# Directions
1) In the thread about the Oracle JDBC error in Spark SQL, why does the poster say that some patches may have been made to their Spark? Answer in one to three sentences.
2) Continue the thread about the Oracle JDBC "key not found: scale" error from its last line.

# Source document
=== Section Start ===

Re: Oracle JDBC - Spark SQL - Key Not Found: Scale

2017-02-26 Thread Takeshi Yamamuro
Hi,

Thank for your report!
Sean had already told us why this happened here:
https://issues.apache.org/jira/browse/SPARK-19392

// maropu

On Mon, Feb 27, 2017 at 1:19 PM, ayan guha  wrote:

> Hi
>
> I am using CDH 5.8 build of Spark 1.6, so some patches may have been made.
>
> Environment: Oracle Big Data Appliance, comes with CDH 5.8.
> I am using following command to launch:
>
> pyspark --driver-class-path $BDA_ORACLE_AUXJAR_PATH/
> kvclient.jar:$BDA_ORACLE_AUXJAR_PATH/ojdbc7.jar   --conf
> spark.jars=$BDA_ORACLE_AUXJAR_PATH/kvclient.jar,$BDA_ORACLE_
> AUXJAR_PATH/ojdbc7.jar
>
> >>> df = sqlContext.read.jdbc(url='jdbc:oracle:thin:@hostname:
> 1521/DEVAIM',table="Table",properties="user":"user","
> password":"password","driver":"oracle.jdbc.OracleDriver"})
>
> Traceback (most recent call last):
>   File "", line 1, in 
>   File "/opt/cloudera/parcels/CDH-5.8.3-1.cdh5.8.3.p2001.2081/lib/
> spark/python/pyspark/sql/readwriter.py", line 289, in jdbc
> return self._df(self._jreader.jdbc(url, table, jprop))
>   File "/opt/cloudera/parcels/CDH-5.8.3-1.cdh5.8.3.p2001.2081/lib/
> spark/python/lib/py4j-0.9-src.zip/py4j/java_gateway.py", line 813, in
> __call__
>   File "/opt/cloudera/parcels/CDH-5.8.3-1.cdh5.8.3.p2001.2081/lib/
> spark/python/pyspark/sql/utils.py", line 45, in deco
> return f(*a, **kw)
>   File "/opt/cloudera/parcels/CDH-5.8.3-1.cdh5.8.3.p2001.2081/lib/
> spark/python/lib/py4j-0.9-src.zip/py4j/protocol.py", line 308, in
> get_return_value
> py4j.protocol.Py4JJavaError: An error occurred while calling o40.jdbc.
> : java.util.NoSuchElementException: key not found: scale
> at scala.collection.MapLike$class.default(MapLike.scala:228)
> at scala.collection.AbstractMap.default(Map.scala:58)
> at scala.collection.MapLike$class.apply(MapLike.scala:141)
> at scala.collection.AbstractMap.apply(Map.scala:58)
> at org.apache.spark.sql.types.Metadata.get(Metadata.scala:108)

=== Section End ===

[Collected data entries]
=== Section Start ===

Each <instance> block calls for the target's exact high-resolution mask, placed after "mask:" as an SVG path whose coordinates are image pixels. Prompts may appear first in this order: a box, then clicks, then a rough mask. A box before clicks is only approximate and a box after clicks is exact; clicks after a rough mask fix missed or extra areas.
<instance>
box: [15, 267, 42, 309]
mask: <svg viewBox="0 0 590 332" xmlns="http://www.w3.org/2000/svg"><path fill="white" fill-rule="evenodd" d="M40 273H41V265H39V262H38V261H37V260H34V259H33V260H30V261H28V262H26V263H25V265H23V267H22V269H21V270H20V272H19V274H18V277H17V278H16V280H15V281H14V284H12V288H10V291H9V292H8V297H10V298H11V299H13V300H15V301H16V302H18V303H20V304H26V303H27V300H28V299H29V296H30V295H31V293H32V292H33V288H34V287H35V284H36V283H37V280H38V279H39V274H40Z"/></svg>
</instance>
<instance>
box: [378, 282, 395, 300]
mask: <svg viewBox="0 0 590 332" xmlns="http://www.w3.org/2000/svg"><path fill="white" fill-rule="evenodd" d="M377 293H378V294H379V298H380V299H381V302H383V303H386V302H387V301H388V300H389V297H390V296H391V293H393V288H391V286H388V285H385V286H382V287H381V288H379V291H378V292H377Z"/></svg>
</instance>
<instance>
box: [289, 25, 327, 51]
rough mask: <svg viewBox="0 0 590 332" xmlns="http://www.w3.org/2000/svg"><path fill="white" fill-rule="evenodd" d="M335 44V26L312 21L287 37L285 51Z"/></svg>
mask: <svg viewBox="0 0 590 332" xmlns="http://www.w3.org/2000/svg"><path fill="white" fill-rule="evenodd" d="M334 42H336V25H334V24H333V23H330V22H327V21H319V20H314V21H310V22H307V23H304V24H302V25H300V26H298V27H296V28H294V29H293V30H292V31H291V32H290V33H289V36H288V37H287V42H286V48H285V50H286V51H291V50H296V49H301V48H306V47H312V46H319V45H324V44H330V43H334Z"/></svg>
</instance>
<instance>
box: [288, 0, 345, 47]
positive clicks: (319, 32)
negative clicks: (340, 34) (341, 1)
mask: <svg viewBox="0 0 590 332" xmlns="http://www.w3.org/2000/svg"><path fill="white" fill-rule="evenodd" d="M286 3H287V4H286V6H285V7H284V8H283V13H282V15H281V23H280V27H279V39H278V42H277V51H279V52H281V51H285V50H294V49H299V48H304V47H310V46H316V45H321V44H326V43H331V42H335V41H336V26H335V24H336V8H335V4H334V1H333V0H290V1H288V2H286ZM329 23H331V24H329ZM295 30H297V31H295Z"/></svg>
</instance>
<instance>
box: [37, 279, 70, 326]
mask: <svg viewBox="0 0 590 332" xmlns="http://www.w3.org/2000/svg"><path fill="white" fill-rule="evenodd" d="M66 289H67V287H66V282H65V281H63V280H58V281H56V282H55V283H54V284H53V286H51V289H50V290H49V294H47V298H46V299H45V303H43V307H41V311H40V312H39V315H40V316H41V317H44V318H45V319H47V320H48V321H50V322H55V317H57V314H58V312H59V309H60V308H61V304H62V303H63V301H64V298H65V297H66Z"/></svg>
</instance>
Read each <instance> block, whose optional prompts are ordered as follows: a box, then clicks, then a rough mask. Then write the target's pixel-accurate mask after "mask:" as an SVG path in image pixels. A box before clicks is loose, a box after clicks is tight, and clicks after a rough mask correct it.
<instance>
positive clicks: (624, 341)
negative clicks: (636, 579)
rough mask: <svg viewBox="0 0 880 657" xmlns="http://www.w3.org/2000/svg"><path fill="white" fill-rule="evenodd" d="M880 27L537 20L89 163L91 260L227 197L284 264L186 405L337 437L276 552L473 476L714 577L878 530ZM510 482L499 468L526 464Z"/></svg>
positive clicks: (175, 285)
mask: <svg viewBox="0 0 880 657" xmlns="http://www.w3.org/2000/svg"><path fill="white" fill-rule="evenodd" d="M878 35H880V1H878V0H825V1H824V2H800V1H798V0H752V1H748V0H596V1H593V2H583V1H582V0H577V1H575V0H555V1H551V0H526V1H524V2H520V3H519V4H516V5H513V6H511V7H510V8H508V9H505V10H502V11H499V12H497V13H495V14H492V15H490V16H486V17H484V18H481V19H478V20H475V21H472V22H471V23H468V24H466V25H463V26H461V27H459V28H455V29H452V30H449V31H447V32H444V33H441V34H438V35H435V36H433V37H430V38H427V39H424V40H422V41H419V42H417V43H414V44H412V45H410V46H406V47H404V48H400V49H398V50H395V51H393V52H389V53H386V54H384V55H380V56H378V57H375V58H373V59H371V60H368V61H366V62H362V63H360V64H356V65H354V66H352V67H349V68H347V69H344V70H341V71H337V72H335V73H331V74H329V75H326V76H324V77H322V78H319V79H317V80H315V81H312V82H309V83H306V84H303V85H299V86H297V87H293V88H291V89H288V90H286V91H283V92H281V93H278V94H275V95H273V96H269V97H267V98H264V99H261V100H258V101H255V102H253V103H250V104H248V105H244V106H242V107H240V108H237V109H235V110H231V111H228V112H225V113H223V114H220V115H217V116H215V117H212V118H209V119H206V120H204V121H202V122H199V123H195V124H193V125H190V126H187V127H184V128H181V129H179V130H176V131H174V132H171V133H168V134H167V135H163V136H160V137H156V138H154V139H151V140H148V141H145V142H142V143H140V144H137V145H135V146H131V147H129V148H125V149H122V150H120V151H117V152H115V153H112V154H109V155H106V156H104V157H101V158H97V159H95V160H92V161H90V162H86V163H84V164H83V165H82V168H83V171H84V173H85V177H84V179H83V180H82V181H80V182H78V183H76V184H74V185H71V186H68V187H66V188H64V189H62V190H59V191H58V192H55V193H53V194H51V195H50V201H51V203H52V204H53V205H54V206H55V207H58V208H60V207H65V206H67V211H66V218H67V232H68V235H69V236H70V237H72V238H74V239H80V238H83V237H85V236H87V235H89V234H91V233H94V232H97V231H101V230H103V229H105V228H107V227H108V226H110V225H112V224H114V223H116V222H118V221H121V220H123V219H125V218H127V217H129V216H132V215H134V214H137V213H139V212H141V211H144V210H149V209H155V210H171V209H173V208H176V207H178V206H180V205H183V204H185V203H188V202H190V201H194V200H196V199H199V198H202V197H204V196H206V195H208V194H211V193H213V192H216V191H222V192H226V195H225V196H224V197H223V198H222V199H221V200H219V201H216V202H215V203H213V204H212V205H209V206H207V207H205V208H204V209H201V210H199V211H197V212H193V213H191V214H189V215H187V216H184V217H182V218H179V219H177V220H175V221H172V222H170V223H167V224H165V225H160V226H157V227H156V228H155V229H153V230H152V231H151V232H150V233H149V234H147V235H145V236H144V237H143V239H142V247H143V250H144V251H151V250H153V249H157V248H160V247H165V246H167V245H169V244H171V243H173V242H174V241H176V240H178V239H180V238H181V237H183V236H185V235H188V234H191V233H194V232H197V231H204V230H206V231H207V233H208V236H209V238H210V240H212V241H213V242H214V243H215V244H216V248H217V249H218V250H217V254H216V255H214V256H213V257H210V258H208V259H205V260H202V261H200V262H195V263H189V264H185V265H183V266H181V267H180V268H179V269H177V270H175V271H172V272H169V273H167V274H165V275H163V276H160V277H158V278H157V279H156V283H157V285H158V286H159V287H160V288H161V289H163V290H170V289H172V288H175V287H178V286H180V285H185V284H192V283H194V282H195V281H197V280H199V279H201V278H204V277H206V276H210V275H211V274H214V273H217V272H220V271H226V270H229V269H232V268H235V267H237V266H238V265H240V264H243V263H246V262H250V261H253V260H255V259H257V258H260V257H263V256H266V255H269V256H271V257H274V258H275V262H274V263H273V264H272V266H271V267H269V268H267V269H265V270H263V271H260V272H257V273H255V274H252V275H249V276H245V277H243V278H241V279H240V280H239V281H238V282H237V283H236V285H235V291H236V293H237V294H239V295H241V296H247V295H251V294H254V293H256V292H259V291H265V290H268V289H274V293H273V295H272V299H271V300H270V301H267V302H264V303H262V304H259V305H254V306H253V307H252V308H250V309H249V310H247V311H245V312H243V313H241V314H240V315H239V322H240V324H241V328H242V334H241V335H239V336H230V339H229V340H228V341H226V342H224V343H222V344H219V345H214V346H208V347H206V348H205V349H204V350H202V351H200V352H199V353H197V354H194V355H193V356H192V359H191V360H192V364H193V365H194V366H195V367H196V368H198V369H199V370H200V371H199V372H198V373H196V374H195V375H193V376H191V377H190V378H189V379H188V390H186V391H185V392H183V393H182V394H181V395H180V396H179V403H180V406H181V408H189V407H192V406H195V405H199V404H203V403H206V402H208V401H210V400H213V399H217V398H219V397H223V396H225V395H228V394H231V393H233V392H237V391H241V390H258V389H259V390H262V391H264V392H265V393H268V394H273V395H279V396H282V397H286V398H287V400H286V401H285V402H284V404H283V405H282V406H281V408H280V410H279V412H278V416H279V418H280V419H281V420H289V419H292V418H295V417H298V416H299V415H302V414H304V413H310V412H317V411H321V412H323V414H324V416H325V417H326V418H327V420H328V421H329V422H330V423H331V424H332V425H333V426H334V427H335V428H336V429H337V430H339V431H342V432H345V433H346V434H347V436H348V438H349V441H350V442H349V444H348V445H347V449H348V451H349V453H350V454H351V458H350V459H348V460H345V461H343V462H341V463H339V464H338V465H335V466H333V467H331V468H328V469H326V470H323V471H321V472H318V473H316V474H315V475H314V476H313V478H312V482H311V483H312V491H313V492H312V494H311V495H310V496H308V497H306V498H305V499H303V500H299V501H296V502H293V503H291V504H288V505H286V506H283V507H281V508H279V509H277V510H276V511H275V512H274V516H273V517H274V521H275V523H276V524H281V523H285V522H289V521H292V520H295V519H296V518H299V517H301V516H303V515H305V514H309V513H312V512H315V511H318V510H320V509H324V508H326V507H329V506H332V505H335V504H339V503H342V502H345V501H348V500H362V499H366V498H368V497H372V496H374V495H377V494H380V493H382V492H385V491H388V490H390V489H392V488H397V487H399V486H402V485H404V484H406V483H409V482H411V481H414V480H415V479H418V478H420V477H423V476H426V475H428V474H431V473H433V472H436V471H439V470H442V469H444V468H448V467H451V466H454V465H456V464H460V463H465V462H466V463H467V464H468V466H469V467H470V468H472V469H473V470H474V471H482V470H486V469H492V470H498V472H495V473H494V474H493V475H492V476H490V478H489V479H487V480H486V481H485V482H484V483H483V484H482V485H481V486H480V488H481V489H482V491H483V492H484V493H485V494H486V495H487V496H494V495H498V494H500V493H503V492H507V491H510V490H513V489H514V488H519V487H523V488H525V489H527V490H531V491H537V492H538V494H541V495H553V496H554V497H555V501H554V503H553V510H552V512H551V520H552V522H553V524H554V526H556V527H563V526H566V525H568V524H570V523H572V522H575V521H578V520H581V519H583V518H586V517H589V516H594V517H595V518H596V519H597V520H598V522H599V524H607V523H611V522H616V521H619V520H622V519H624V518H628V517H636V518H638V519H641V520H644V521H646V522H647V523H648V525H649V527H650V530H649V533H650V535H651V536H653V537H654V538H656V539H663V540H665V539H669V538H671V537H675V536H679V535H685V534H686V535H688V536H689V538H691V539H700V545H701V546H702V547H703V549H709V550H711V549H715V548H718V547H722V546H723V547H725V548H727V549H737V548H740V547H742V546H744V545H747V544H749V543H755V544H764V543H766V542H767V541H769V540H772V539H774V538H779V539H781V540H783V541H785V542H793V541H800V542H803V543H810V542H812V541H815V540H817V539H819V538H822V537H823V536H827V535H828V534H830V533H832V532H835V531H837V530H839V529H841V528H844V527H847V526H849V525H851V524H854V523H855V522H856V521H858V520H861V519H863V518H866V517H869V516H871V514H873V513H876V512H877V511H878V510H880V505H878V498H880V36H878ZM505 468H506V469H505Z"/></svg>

=== Section End ===

# Expected outputs
1) The poster is running the CDH 5.8 build of Spark 1.6 rather than a plain release. That build comes with their Oracle Big Data Appliance environment, so it may include patches.

2)
> at org.apache.spark.sql.types.Metadata.getLong(Metadata.scala:51)
> at org.apache.spark.sql.jdbc.OracleDialect$.
> getCatalystType(OracleDialect.scala:33)
> at org.apache.spark.sql.execution.datasources.jdbc.
> JDBCRDD$.resolveTable(JDBCRDD.scala:140)
> at org.apache.spark.sql.execution.datasources.jdbc.
> JDBCRelation.(JDBCRelation.scala:91)
> at org.apache.spark.sql.DataFrameReader.jdbc(
> DataFrameReader.scala:222)
> at org.apache.spark.sql.DataFrameReader.jdbc(
> DataFrameReader.scala:146)
> at sun.reflect.NativeMethodAccessorImpl.invoke0(Native Method)
> at sun.reflect.NativeMethodAccessorImpl.invoke(
> NativeMethodAccessorImpl.java:62)
> at sun.reflect.DelegatingMethodAccessorImpl.invoke(
> DelegatingMethodAccessorImpl.java:43)
> at java.lang.reflect.Method.invoke(Method.java:498)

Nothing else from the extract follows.